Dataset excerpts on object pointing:
········

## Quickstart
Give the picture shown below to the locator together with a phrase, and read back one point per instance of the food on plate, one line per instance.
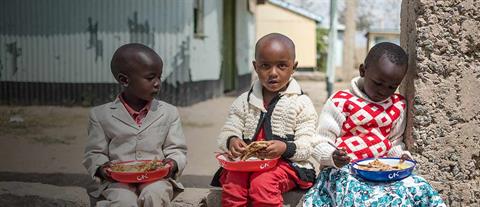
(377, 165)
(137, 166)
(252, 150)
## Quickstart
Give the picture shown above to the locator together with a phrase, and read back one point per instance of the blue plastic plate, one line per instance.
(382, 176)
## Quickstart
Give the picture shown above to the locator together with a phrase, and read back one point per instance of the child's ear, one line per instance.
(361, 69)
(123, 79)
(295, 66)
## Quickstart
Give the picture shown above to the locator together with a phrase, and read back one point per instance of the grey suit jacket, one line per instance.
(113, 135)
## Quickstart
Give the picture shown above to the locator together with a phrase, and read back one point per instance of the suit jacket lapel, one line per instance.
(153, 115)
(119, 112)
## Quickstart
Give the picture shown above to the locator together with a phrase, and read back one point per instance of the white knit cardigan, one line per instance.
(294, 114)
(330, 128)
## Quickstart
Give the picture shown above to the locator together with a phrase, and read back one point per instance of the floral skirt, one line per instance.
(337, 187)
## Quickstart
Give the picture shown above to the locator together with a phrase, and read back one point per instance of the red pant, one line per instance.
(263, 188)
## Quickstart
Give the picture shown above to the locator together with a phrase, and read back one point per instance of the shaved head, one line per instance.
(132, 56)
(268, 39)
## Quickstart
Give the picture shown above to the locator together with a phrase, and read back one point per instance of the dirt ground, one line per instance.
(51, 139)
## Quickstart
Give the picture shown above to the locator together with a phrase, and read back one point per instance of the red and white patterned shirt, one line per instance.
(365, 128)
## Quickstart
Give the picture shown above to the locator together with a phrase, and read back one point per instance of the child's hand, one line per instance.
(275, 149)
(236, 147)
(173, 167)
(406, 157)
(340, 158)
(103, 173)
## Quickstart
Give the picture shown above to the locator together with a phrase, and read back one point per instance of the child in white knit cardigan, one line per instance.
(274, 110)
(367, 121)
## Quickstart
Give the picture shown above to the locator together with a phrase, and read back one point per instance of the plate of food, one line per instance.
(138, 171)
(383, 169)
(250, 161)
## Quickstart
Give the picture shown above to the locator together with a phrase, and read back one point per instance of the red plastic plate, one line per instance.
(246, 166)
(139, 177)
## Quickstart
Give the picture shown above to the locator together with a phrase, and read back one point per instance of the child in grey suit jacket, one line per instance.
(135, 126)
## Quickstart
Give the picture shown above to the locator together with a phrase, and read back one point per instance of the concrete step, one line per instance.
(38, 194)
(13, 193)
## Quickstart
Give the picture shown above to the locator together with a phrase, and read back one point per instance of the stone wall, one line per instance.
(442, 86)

········

Aim:
Print every entry exactly as written, without the pictures.

Full output:
## Quickstart
Give the picture shown below to the locator together with a phrase, and read back one point per instance of the food on plate, one line per instance.
(377, 165)
(137, 166)
(252, 150)
## Quickstart
Give the picture shown above to the locator together with a phrase, and read back one point per instance of the blue plastic plate, one line per instance.
(382, 176)
## Quickstart
Give the picture shown above to the locator together with a phrase, and read back one point per instance of the child's ear, one line per instance.
(361, 69)
(123, 79)
(295, 66)
## Quickstart
Give the picture shown above to the locator together with a phrase, and read back one point per instance of the grey suit jacket, one line per instance.
(113, 135)
## Quickstart
Give the picture shown above to the locator together with a phrase, and read back one point per instance of the suit jacket lapel, one line per instance.
(153, 115)
(119, 112)
## Quickstart
Give the picture shown above to the locator together with a phrase, and read back one point per instance of the white knit cardigan, one line per instance.
(294, 114)
(330, 128)
## Quickstart
Give the picture shown above to the locator together with a phrase, and read back one point per instance of the floral skirt, one line per instance.
(337, 187)
## Quickstart
Give the picture shown above to the locator together with a phrase, and read back one point per instance of the red pant, one line per instance.
(263, 188)
## Quickstart
Give the picture shown above to the locator together with a phrase, and read back one point per instance of the shaved head, one line per instance.
(132, 56)
(268, 39)
## Quickstart
Give the picture shown above to the locator together with a phrase, and read back one point per instance of the dirt ground, one line per instance.
(51, 139)
## Quickstart
Give the picture shown above to the locator together with a phrase, and read back one point per instance of the red and white patterned shirt, one line per instance.
(365, 128)
## Quickstart
Give the picture shown above to the locator together with a phrase, and read back one point per instance of the child's hand, one line per instance.
(275, 149)
(236, 147)
(173, 167)
(406, 157)
(340, 158)
(103, 173)
## Quickstart
Give the picture shown above to the locator together with a phrase, and read back one point per instance of the child in white knit cardigan, one line per instance.
(274, 110)
(367, 121)
## Quickstart
Give the picture shown above to the locator together with a phrase, and read back one point per instance of the plate of food, one line per instance.
(138, 171)
(383, 169)
(250, 161)
## Quickstart
Give the picture shown above to the locator together with a phrase, and read back one point per instance of the red plastic plate, one line per instance.
(246, 166)
(139, 177)
## Quickstart
Give the picture shown above to the locator together with a phrase, and read back one point per instance of the child in grey suit jacket, one line per instance.
(135, 126)
## Quickstart
Give the picture shown above to the locator together with a phrase, and read back one point per instance of the concrete step, one line per instance.
(38, 194)
(13, 193)
## Quickstart
Give the picture shown above to the locator together with a phrase, and read back one point per instance of the stone wall, one line per instance.
(442, 86)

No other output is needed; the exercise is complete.